Textausschnitt
Einblicke in die Evolution
Die neue Studie bietet nicht zuletzt auch einen Einblick in die Evolutionsgeschichte der einzigartigen Fähigkeit von Magnetbakterien, zelluläre magnetische Sensoren zu synthetisieren: Dem deutsch-französischen Team ist es mit speziellen bioinformatischen Verfahren am Computer erstmals gelungen, die mögliche Abfolge der Aminosäuren eines entwicklungsgeschichtlichen Vorgänger-Proteins von MamK zu rekonstruieren. Es handelt sich hier mutmaßlich um den letzten gemeinsamen Vorfahren aller bekannten Vertreter dieser Familie. Auch dieses künstlich erzeugte Protein namens MamK-LUCA konnte im heutigen Magnetbakterium M. gryphiswaldense eine ähnliche Funktion wie das eigene Protein dieses Modellorganismus übernehmen.

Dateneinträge
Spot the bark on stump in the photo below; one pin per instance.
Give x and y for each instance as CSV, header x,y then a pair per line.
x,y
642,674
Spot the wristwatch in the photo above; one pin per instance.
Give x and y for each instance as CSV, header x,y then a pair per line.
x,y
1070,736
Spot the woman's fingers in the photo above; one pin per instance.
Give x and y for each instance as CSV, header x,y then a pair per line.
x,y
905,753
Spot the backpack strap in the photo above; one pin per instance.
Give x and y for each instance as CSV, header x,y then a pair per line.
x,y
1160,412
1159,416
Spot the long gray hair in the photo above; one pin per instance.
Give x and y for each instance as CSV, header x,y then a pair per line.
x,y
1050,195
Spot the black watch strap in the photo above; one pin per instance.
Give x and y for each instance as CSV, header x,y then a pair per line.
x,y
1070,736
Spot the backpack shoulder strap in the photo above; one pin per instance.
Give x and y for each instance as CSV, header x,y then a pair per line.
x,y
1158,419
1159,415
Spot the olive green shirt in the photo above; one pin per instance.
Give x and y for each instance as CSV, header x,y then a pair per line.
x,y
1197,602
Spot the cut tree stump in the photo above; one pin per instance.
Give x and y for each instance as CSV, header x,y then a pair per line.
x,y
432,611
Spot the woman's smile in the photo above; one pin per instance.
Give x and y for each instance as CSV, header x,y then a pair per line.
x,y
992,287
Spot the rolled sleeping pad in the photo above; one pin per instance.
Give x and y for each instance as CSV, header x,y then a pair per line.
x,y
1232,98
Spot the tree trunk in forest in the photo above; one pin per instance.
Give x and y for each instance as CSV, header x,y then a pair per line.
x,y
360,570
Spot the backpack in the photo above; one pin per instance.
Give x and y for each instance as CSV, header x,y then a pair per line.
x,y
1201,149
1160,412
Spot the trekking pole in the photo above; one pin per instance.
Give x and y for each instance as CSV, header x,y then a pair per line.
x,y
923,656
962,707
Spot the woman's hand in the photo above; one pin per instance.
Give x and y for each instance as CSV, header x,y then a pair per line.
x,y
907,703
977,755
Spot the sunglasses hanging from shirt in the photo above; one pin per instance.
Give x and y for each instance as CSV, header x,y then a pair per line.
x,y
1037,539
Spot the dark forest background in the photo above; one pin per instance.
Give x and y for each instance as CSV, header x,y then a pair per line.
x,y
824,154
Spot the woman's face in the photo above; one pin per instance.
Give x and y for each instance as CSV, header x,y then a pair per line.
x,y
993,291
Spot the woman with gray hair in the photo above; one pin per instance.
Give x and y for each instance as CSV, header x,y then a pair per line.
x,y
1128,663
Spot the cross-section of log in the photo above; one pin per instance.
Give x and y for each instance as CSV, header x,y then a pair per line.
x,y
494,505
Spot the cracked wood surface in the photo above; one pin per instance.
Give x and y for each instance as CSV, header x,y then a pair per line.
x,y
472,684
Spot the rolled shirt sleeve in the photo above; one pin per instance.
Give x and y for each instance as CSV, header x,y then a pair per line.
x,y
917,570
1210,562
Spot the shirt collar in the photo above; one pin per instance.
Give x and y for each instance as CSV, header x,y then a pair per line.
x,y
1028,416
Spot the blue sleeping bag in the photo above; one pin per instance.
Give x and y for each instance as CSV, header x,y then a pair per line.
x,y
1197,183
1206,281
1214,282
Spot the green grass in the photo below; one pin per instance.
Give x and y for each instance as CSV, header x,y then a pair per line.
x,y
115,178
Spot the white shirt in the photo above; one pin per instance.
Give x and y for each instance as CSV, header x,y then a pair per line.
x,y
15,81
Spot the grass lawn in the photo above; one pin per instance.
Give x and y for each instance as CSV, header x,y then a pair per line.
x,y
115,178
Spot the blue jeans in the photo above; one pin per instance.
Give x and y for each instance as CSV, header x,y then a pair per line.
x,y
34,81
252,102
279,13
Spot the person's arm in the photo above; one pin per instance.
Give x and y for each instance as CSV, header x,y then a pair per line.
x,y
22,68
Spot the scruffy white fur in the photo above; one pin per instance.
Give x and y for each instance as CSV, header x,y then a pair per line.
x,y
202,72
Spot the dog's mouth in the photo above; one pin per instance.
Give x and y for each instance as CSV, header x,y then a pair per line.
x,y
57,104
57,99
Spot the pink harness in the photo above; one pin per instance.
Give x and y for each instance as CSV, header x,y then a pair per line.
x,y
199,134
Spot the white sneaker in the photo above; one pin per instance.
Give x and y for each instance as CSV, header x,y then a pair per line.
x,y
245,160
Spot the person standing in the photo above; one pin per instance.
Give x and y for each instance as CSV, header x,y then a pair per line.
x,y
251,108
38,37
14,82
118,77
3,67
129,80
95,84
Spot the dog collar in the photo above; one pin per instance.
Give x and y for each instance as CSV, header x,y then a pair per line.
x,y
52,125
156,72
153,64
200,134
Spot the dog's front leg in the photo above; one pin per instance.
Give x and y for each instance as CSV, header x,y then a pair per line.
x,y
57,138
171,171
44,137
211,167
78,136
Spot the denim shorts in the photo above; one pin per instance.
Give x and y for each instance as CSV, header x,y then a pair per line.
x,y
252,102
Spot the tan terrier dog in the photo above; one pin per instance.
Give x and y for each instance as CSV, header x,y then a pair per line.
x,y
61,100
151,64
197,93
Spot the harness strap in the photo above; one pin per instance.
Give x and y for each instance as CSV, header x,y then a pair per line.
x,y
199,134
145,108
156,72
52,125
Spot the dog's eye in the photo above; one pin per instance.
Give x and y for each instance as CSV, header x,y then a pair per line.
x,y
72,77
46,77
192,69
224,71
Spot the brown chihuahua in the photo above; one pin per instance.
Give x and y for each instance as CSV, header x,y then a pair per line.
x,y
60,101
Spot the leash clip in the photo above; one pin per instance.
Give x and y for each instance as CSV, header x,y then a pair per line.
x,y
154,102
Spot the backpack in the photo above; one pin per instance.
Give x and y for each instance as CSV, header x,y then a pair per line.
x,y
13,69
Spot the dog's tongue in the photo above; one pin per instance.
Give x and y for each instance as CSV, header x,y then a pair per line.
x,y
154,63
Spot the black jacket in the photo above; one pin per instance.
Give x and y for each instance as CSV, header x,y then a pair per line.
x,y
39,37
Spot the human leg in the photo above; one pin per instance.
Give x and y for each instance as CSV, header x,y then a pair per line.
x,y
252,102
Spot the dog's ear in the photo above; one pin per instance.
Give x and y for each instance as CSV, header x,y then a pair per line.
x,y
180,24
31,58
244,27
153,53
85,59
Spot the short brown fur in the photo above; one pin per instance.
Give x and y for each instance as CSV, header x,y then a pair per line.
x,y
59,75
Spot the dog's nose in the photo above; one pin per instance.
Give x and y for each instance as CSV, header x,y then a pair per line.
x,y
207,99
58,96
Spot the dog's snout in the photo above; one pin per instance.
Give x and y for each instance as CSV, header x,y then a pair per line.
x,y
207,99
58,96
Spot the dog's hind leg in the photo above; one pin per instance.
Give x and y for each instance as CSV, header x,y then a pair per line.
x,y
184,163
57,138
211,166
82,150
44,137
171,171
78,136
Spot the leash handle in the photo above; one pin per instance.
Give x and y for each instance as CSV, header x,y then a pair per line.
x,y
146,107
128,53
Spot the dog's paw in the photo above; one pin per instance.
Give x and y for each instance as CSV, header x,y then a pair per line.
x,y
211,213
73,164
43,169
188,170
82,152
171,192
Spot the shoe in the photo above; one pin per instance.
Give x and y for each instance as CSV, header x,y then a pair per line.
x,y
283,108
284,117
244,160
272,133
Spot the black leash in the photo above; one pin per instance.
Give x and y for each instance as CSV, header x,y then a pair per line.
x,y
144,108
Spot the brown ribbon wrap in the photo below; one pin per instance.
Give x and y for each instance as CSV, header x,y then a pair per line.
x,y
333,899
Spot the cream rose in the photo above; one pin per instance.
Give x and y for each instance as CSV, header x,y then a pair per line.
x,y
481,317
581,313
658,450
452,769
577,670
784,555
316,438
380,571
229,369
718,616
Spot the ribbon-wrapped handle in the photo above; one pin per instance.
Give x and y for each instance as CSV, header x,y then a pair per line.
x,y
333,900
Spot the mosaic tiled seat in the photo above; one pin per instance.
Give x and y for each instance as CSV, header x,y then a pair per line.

Deine Aufgabe
Wie heißt laut dem Textausschnitt über die Evolution der Magnetbakterien das künstlich erzeugte Vorgänger-Protein von MamK?

Lösung
MamK-LUCA.